══ Extracted information ══
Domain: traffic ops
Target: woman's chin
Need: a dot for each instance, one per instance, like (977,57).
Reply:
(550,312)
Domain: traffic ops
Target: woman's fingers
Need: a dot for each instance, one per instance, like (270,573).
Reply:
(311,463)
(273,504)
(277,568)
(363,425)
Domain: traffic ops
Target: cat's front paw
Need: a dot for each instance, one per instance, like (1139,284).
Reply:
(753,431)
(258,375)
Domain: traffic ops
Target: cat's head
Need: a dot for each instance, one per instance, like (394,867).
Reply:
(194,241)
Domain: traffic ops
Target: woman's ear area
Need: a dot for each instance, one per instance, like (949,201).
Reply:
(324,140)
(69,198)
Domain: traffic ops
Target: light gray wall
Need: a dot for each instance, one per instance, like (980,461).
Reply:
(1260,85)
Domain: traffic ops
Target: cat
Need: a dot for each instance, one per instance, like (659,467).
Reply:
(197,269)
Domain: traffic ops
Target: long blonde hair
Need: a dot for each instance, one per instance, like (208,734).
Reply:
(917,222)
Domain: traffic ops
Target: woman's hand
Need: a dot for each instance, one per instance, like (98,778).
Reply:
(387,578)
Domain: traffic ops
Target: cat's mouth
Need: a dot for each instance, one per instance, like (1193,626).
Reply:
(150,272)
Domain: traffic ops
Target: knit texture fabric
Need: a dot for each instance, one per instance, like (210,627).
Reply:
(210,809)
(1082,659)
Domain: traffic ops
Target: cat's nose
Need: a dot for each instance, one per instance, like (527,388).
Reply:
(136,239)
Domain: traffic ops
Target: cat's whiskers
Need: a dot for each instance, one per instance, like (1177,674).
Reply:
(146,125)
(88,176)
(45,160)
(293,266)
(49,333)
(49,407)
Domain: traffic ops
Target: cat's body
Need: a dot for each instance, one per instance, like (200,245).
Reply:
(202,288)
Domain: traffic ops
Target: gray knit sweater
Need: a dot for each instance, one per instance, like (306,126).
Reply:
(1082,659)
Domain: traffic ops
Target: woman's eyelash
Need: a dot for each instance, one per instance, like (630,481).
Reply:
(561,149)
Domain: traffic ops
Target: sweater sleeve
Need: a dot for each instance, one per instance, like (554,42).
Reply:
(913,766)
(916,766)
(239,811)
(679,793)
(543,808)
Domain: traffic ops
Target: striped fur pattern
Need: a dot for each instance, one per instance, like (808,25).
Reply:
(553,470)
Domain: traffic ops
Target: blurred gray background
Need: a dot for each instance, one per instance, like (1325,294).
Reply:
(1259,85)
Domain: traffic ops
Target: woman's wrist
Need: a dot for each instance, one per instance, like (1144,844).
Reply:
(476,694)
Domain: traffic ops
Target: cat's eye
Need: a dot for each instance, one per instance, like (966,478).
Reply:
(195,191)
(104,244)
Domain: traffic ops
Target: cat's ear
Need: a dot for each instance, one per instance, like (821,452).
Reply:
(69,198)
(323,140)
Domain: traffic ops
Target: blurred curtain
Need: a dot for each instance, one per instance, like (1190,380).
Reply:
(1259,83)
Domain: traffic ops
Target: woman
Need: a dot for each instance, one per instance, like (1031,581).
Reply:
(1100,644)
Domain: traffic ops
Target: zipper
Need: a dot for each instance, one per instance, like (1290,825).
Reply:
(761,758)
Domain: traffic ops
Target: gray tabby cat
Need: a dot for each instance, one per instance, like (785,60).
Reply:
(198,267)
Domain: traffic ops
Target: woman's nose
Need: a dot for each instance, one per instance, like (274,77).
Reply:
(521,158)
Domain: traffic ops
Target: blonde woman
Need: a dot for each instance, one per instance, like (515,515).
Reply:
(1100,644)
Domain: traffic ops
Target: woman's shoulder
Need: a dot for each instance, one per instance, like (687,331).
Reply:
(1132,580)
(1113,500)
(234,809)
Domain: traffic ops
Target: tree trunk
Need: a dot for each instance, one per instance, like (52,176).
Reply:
═══
What you should do —
Top to bottom, transcribe every line above exactly.

Finished task —
Domain: traffic ops
Target: woman's chin
Need: a dot for each instance, one per instance, like (977,57).
Reply:
(550,312)
Domain: traffic ops
Target: woman's fingers
Need: a dot for each instance, one per instance, like (270,573).
Reply:
(311,463)
(273,504)
(277,568)
(363,425)
Domain: traffic ops
Target: cat's front paw
Need: a dot for each instance, one per instance, like (1139,284).
Reply:
(753,431)
(258,375)
Domain: traffic ops
Target: cat's head
Need: a dot for each instance, one per instance, like (394,867).
Reply:
(194,241)
Domain: traffic ops
Target: woman's ear area
Need: a dot for each instance, one per instance, like (949,201).
Reply:
(324,140)
(69,198)
Domain: traffic ops
Target: light gray wall
Need: a dot for each instance, one per instance, like (980,461).
Reply:
(1260,85)
Domain: traffic ops
Target: cat
Need: a dot for each instance, one per instance, like (659,467).
Reply:
(197,269)
Domain: traffic ops
Target: long blonde hair
Need: a dot for each instance, one per instance, like (208,734).
Reply:
(917,222)
Domain: traffic ops
Target: woman's hand
Need: a dot for each instance, one per instance, like (98,778).
Reply:
(387,578)
Domain: traffic ops
Target: cat's mouth
Need: a dot for each instance, one per instance, like (1193,626).
Reply:
(150,272)
Domain: traffic ops
Target: knit texture fabric
Need: a dot for each instance, one per instance, like (210,627).
Reply:
(210,809)
(1082,659)
Domain: traffic ops
Target: cat's nose
Need: a dot for each instance, one per instance, like (527,388).
Reply:
(136,239)
Domain: traffic ops
Target: cat's whiskers
Need: a dot for each instance, one per instance, like (1177,674).
Reply:
(146,125)
(88,176)
(45,160)
(293,266)
(49,333)
(49,407)
Domain: traffic ops
Target: cat's body
Need: a dot for each instance, one per instance, like (200,245).
Reply:
(202,288)
Domain: traffic ops
Target: gray knit sweater
Need: a dot for each instance, one per instance, like (306,126).
Reply:
(1082,659)
Domain: traffic ops
Target: woman's eyelash
Need: a dot for each instance, one per instance, like (630,481).
Reply:
(561,149)
Domain: traffic ops
Target: sweater sleeve
Need: a dot for each instance, one per instance, like (554,42).
Reply:
(913,766)
(916,766)
(239,811)
(679,793)
(543,808)
Domain: traffic ops
Target: striped fur pattern
Need: a dot for each instance, one per instance, like (808,25).
Reply:
(553,470)
Domain: traffic ops
Target: blurred gray background
Need: a dot for each instance, one per instance, like (1325,294).
Reply:
(1259,85)
Domain: traffic ops
Target: woman's wrist
Need: a dot for each instance, one per instance, like (1144,844).
Reply:
(476,694)
Domain: traffic ops
Target: cat's eye
Need: a dot for each instance, one per instance, like (966,478).
Reply:
(195,191)
(104,244)
Domain: traffic ops
Target: cat's ear
Need: a dot for each instance, one per instance, like (821,452).
Reply:
(69,198)
(323,140)
Domain: traffic ops
Target: blurred curtain
Need: a dot for each instance, one per instance, like (1190,380).
Reply:
(1259,83)
Domain: traffic ops
Target: woman
Need: a dot for each instance, one per instance, like (1031,581).
Reply:
(1100,644)
Domain: traffic ops
Target: zipper
Need: a dot for each instance, one per instance, like (1290,825).
Reply:
(761,758)
Domain: traffic ops
Target: gray tabby cat
Need: a dot for each instance, one per instance, like (785,60).
Reply:
(198,267)
Domain: traffic ops
Target: woman's nose
Need: a dot for each instance, one per instance, like (274,77).
Reply:
(521,158)
Domain: traffic ops
Target: blonde woman
Need: a dot for each instance, one per instance, like (515,515).
Reply:
(1100,644)
Domain: traffic ops
Target: woman's shoulder
Need: a dot for each instance, one per instance, like (687,331).
Reply:
(1132,580)
(1113,500)
(234,809)
Domain: traffic ops
Target: tree trunk
Need: a dot for each instance, one per instance, like (52,176).
Reply:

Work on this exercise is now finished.